*EXERCISE SET:*
- a) According to the telepsychiatry article below, who is the CEO of Arcadian Telepsychiatry Services?
- b) Update the telepsychiatry article below between "From America’s most" and "vanguard of it all.", inclusive, so that "remote" becomes "rural".
- c) Please write what comes next in the telepsychiatry article below, starting after its final sentence.

From America’s most remote towns to its isolated prisons, a new wave of innovations in technology and treatment is delivering critical mental health care to some of the nation’s most vulnerable patients – and Robert Plotkin, CEO of Arcadian Telepsychiatry Services, is excited to be at the vanguard of it all.
His firm uses video to deliver telepsychiatry and teletherapy with therapists, licensed clinical social workers, and other qualified professionals. The technology makes it possible to utilize a far deeper pool of professionals and share their much-needed skills virtually anywhere with a broadband connection. “We can offer any licensed, clinical social worker or a therapist and psychiatrist” in its network, he says. “We deploy our services into primary care practices, correctional facilities, long-term care, community-based organizations, health systems, and health claims” among many others, Plotkin explains.
Plotkin will be a speaker at URAC’s Telemed Leadership Forum 2019 beginning April 3 in Washington, D.C. He’s looking forward to using the platform “to talk about the use of technology to improve overall behavioral healthcare and reducing overall costs to the system.”

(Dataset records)
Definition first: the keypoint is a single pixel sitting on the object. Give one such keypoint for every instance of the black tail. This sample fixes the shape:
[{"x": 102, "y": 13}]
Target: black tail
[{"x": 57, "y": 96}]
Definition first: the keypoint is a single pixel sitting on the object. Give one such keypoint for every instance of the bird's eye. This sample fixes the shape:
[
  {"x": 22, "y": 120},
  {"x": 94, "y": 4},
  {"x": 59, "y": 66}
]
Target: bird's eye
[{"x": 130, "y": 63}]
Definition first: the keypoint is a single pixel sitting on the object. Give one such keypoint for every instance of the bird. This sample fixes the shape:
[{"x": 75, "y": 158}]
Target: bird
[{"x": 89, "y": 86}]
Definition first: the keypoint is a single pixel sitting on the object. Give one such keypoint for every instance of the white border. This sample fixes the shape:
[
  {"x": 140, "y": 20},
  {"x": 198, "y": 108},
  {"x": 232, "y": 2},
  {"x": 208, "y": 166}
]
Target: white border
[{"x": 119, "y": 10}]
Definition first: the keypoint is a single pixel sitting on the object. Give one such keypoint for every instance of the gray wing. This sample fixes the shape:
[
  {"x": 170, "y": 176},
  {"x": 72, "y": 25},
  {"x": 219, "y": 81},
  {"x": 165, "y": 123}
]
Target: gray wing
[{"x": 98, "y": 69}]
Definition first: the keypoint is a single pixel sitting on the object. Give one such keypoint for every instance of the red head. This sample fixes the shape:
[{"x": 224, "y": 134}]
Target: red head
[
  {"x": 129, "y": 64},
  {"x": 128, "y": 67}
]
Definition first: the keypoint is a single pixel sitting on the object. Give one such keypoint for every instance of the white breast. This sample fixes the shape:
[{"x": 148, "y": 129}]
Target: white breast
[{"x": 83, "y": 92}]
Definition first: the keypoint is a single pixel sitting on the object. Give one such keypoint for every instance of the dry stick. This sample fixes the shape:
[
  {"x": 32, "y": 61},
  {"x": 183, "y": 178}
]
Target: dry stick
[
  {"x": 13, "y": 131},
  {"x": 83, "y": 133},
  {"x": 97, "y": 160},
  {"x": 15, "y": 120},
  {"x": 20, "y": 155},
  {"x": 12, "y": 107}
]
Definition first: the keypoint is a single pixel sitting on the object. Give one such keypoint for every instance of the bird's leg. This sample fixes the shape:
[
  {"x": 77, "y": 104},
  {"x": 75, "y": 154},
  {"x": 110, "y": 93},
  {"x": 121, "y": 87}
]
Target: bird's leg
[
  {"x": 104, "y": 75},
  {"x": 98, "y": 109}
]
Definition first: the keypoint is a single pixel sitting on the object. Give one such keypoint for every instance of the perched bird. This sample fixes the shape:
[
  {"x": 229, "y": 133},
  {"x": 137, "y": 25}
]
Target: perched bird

*RESULTS IN ORDER:*
- a) Robert Plotkin

- b)
From America’s most rural towns to its isolated prisons, a new wave of innovations in technology and treatment is delivering critical mental health care to some of the nation’s most vulnerable patients – and Robert Plotkin, CEO of Arcadian Telepsychiatry Services, is excited to be at the vanguard of it all.

- c)
Arcadian was acquired by MYnd Analytics (NASDAQ: MYnd) in November 2017, fusing two very different skillsets into one powerful offering for patients and those who deliver healthcare services. MYnd, a data analytics company, has a platform to help doctors in several ways. For example, it allows them to identify the best medications based on a person's neurophysiology. They do that by evaluating a patient's Electrophysiological Monitoring Method (EEG) and compare it to a registry of 40,000 outcomes that they've collected over the last 20 years, Plotkin says.
“We compare the patient's EEG through data analytics and algorithms and artificial intelligence (AI) to the registry and the output is a report that shows what the best medication is for that person's particular neurophysiology...it can drill down to the specific medication,” he explains. For example, a patient might respond better to Paxil than Prozac.
Woven together, the streams of information are used as “a guide for our clinicians to help them be better prescribers and reduce the trial and error for patients who want to get on the right medication the first time,” he says.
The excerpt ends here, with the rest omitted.